● **FRAGMENTO MOSTRADO**:

::::::::

Primavera y el Spleen de París

Yo nunca quise ir a vivir a París, pese a mi inclinación por mudarme con la fantasía a cualquier sitio diferente al de mis rutinas. Y eso que aquella primavera en que nos paseábamos por el canal del Ourcq fuimos tan felices que parecía ciencia ficción: la esfera de espejos, Le Géode, emitía su música futurista junto a las aguas quietas del canal, había un submarino en secano, y ciclistas y estudiantes que sacaban las piernas a broncear. Una tormenta nos había sorprendido por la mañana junto a la Sainte-Chapelle y por la tarde habíamos salido al sol como escargots tras la lluvia.

::::::::

● **Extractos del conjunto de datos**:
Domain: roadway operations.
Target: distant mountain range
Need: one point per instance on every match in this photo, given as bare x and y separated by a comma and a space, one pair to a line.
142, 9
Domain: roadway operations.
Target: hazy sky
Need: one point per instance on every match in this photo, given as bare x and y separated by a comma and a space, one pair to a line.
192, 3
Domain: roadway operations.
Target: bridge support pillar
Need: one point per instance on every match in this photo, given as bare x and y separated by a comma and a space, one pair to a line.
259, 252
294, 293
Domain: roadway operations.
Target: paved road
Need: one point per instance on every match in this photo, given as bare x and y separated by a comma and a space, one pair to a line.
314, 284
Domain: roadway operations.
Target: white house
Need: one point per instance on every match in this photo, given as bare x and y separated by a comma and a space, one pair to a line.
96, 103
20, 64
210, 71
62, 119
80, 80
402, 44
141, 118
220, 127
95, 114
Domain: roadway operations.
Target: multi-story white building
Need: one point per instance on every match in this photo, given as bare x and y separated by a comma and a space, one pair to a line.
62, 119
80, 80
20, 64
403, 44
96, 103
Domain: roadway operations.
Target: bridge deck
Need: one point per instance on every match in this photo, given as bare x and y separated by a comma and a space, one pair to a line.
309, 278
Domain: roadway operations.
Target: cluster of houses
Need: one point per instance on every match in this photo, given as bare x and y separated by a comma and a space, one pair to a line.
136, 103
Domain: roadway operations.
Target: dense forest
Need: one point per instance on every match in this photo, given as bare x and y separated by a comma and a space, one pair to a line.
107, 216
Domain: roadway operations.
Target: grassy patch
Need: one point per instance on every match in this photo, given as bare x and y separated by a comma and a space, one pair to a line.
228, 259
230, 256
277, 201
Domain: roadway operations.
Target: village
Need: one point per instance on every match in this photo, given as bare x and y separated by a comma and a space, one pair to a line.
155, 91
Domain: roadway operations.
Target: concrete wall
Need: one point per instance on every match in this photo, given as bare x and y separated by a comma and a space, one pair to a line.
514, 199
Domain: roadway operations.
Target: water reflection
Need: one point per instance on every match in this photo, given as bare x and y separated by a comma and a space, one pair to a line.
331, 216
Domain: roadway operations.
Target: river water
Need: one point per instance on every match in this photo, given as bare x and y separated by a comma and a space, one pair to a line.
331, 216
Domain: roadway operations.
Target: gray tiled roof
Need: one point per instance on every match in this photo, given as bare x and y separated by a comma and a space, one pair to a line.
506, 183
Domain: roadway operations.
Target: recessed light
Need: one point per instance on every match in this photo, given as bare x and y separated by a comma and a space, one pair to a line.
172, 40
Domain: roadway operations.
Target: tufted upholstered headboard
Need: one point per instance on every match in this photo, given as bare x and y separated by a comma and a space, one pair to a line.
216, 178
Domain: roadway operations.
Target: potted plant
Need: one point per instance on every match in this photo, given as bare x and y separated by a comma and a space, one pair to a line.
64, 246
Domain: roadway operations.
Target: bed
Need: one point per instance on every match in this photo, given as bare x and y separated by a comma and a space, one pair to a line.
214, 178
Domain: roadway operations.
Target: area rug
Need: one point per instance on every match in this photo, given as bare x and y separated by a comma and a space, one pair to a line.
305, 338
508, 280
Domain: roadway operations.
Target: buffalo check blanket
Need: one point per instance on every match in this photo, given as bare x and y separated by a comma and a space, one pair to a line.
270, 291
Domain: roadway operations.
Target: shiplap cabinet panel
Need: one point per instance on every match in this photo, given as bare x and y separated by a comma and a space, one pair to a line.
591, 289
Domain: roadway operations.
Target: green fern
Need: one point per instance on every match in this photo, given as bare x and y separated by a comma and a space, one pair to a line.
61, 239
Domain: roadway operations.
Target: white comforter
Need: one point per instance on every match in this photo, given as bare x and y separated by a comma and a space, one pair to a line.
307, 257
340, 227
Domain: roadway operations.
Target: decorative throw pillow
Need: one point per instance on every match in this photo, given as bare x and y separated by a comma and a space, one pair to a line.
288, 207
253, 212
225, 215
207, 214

::::::::

● **CONJUNTO DE TAREAS**:
A) Devuelve el pasaje del texto sobre la primavera en París comprendido entre "Yo nunca quise" y "tras la lluvia.", ambos inclusive.
B) Según el texto sobre la primavera en París, ¿junto a qué lugar los sorprendió una tormenta por la mañana?
C) Prolonga el texto sobre la primavera en París a partir de su última oración.

● **LISTA DE RESPUESTAS**:
A)
Yo nunca quise ir a vivir a París, pese a mi inclinación por mudarme con la fantasía a cualquier sitio diferente al de mis rutinas. Y eso que aquella primavera en que nos paseábamos por el canal del Ourcq fuimos tan felices que parecía ciencia ficción: la esfera de espejos, Le Géode, emitía su música futurista junto a las aguas quietas del canal, había un submarino en secano, y ciclistas y estudiantes que sacaban las piernas a broncear. Una tormenta nos había sorprendido por la mañana junto a la Sainte-Chapelle y por la tarde habíamos salido al sol como escargots tras la lluvia.

B) Junto a la Sainte-Chapelle.

C)
Pero es que me acuerdo aún de aquel invierno en que no salió el sol en París, la nieve eterna que caía como una ceniza volcánica o como un tóxico que sedimentara en la ciudad. Yo iba a trabajar en el metro y luego volvía de noche paseando, a veces desde Courcelles, a veces de Clichy a Stalingrad pasando por Montmartre. Bon soirée: era demasiado temprano para volver a casa y demasiado tarde para caminar por la ciudad bajo el frío y la nieve. No estaba acostumbrado y me acatarré, o cogí una gripe, y la fiebre me subió a más de 39 durante varios días.

Me acuerdo de todo eso y de la tarde en que leía enfermo el Spleen de Paris en la sala de espera atestada de un médico judío que pasaba consulta en una casa con la fachada en obras cerca de Église de Pantin, justo antes de perder el conocimiento y desmayarme febrilmente, abandonando por unos segundos este mundo y a Baudelaire para siempre: «Il me semble que je serais toujours bien là où je ne suis pas». Caí redondo y al volver no sabía si estaba despertando tumbado en el sofá del despacho del médico o empezando a soñar con aquella casa extraña, como aquella mariposa metafísica del cuento de Zhuangzi. Se me ocurre que todo lo que ha sucedido después en mi vida -la primavera en París, nuestra casa en Madrid, los niños- es un sueño que ocurre en la consulta de aquel médico judío y del que despertaré algún día.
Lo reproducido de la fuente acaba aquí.